= Problem to work on =
No pictures go in the copy. Restate, word for word, each line from the one containing "Your task: a point for each instance of the steering" through the last line below.

Image-grounded pointing data:
....

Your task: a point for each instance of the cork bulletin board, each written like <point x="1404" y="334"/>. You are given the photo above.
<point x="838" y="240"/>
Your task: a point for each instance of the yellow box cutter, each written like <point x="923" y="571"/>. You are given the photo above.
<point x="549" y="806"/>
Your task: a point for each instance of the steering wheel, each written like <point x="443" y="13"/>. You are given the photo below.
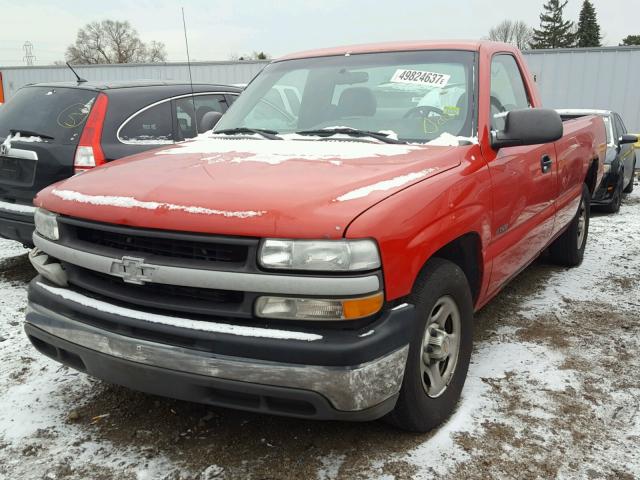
<point x="423" y="111"/>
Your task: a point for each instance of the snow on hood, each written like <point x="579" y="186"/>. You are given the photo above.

....

= Exercise response =
Your task: a point for each instance of the steering wheel, each written like <point x="443" y="13"/>. You are given the photo below.
<point x="423" y="111"/>
Your task: a point for each instance of the snow on hood, each written like <point x="579" y="186"/>. You are given the photo above.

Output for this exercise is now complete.